TASK DETAILS >> Arrange the rows below as a Markdown table with the columns "No." and "Line", numbering each line and leaving out blank lines. Include only the part that opens with the line containing "The client would like the polished" and closes with the line containing "0 148 1345 893", both included.

PROVIDED DATA >>
═══
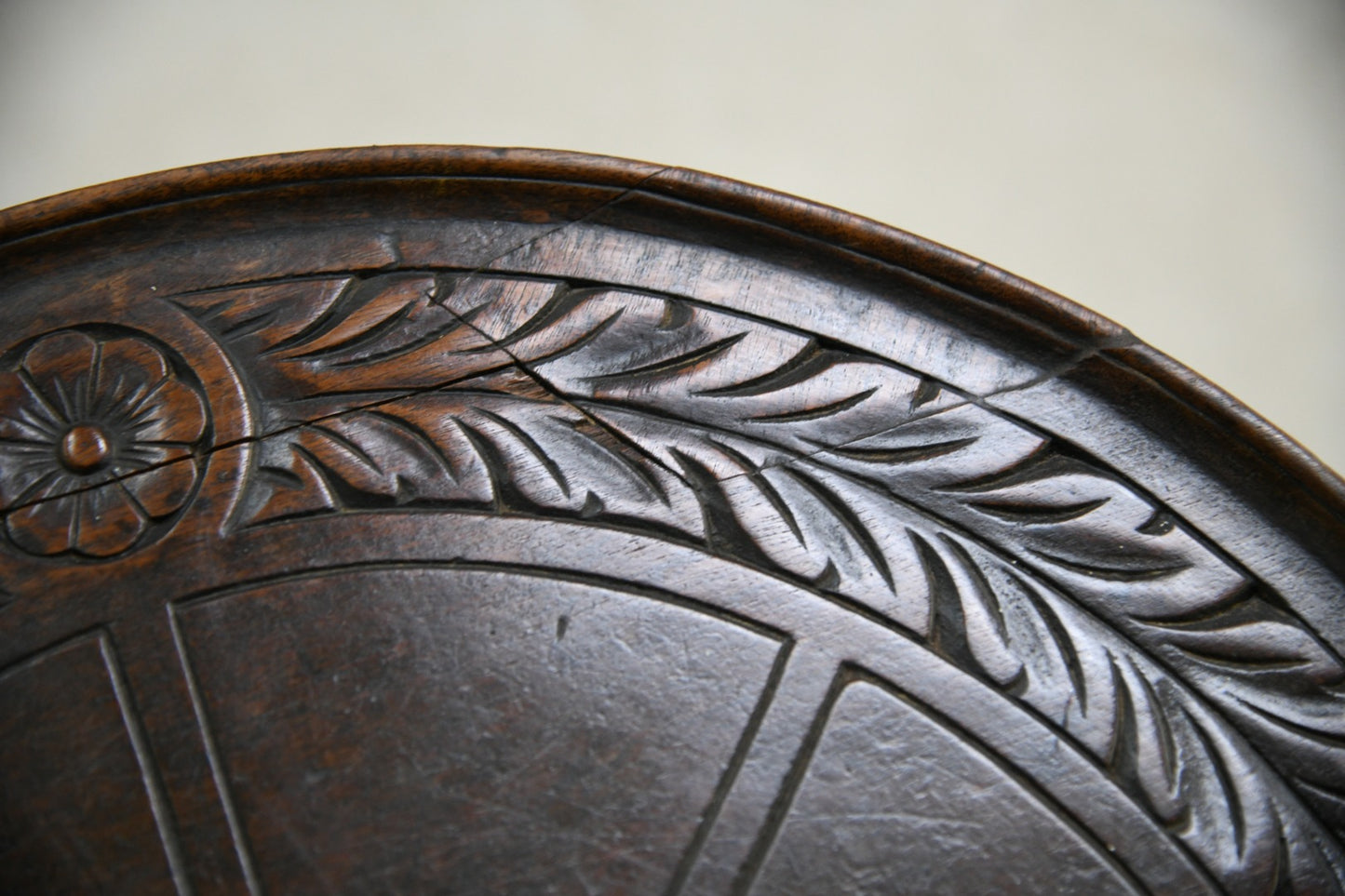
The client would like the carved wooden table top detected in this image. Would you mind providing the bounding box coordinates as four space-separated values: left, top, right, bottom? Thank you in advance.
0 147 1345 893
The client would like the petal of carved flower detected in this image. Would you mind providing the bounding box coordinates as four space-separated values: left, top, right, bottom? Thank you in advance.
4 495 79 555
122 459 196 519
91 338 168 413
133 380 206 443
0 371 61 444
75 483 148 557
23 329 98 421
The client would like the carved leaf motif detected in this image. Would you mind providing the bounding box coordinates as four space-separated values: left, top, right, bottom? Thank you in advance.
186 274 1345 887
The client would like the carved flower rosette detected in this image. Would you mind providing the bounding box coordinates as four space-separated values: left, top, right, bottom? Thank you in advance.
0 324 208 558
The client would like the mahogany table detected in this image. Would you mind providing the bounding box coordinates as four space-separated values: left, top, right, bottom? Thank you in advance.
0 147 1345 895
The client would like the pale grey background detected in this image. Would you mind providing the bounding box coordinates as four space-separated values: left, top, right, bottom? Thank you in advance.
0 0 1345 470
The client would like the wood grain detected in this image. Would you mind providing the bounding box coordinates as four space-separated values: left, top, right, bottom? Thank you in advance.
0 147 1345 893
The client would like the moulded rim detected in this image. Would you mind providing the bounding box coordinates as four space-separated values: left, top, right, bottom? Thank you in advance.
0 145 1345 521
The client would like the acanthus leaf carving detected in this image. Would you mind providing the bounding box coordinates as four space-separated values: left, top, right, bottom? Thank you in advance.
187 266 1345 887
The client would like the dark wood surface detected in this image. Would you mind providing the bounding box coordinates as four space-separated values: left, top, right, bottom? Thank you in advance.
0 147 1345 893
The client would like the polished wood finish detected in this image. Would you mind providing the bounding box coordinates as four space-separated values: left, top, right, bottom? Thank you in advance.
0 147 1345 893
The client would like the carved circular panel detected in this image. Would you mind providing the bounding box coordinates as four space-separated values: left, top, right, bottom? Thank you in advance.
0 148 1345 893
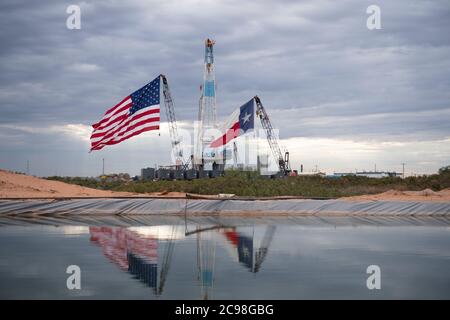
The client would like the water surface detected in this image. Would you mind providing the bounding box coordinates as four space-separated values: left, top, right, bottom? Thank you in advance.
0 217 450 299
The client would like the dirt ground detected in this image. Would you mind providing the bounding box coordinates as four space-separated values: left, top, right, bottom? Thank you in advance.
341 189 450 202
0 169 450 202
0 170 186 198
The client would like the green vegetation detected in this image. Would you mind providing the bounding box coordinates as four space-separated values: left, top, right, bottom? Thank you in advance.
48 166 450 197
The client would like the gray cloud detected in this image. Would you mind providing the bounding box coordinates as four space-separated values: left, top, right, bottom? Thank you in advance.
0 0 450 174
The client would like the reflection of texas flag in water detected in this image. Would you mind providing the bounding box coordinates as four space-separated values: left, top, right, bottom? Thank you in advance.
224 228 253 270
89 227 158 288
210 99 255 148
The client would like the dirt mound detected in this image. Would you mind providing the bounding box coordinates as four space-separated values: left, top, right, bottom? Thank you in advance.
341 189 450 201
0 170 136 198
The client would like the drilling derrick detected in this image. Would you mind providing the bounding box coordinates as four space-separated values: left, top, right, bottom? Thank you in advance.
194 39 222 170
═══
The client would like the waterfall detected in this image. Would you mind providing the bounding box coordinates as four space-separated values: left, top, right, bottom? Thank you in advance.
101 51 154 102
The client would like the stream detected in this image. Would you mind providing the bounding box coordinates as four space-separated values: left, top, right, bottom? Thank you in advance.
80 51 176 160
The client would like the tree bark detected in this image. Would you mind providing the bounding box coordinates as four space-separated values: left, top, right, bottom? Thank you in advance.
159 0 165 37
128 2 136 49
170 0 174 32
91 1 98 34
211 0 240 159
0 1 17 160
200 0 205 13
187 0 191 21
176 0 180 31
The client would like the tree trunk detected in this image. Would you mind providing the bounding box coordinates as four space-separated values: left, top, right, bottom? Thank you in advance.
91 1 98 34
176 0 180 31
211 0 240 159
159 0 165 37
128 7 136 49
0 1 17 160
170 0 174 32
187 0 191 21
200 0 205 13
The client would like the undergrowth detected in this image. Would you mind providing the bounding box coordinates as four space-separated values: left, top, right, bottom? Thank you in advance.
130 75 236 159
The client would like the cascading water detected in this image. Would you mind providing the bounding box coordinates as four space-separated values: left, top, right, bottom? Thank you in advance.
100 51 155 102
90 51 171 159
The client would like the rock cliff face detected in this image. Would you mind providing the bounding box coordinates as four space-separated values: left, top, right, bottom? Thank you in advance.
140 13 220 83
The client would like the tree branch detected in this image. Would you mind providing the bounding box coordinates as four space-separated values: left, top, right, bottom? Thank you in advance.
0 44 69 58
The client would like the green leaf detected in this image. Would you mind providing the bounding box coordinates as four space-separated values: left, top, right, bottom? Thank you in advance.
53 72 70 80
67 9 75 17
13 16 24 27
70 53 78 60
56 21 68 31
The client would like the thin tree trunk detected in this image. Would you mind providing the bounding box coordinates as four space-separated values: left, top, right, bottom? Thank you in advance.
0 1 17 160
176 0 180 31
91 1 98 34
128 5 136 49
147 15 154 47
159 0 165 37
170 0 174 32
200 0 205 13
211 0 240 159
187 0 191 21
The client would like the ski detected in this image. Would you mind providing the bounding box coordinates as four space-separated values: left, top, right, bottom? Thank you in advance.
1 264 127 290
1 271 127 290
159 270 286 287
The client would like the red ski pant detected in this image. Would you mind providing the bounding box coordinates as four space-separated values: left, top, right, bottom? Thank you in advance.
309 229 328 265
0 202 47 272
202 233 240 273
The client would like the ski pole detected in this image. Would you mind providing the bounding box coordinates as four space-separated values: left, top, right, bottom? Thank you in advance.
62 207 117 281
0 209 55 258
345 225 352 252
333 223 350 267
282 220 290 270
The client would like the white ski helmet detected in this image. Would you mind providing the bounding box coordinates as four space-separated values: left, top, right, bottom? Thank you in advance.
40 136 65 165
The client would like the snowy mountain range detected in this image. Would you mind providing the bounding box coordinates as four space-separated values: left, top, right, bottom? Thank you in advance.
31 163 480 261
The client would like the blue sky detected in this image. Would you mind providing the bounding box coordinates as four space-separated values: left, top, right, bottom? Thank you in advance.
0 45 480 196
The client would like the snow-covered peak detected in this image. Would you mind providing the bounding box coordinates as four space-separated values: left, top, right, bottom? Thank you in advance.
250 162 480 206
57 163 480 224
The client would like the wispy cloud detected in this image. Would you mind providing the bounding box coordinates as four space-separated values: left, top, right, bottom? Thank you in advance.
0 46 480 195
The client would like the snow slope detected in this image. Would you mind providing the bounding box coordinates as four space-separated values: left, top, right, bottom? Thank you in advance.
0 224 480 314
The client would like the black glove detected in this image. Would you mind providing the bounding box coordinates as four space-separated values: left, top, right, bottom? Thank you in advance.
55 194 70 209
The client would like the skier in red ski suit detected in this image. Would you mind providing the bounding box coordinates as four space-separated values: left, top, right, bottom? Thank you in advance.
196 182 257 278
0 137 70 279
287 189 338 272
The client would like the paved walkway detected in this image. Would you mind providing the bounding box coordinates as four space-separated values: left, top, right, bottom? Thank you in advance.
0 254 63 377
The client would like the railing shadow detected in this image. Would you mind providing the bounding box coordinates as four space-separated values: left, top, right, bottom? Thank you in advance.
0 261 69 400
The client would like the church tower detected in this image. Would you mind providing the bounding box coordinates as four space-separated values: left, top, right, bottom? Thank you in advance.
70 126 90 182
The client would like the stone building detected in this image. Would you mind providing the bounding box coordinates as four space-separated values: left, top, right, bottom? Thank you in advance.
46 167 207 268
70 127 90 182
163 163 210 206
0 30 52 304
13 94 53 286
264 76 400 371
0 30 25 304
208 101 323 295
═══
FULL SOLUTION >>
| No. | Line |
|---|---|
| 1 | The client would like the polished wood finish detected in this image. Would you mind providing the bounding box coordinates as four space-separated values: left, top, right, bottom? Thank you in advance. |
| 2 | 0 147 1345 893 |
| 3 | The client would like the carved circular panel detected in this image. Would you mind providing the bounding box coordinates as four space-separated values: left, top, right, bottom? Thank you in advance. |
| 4 | 0 148 1345 893 |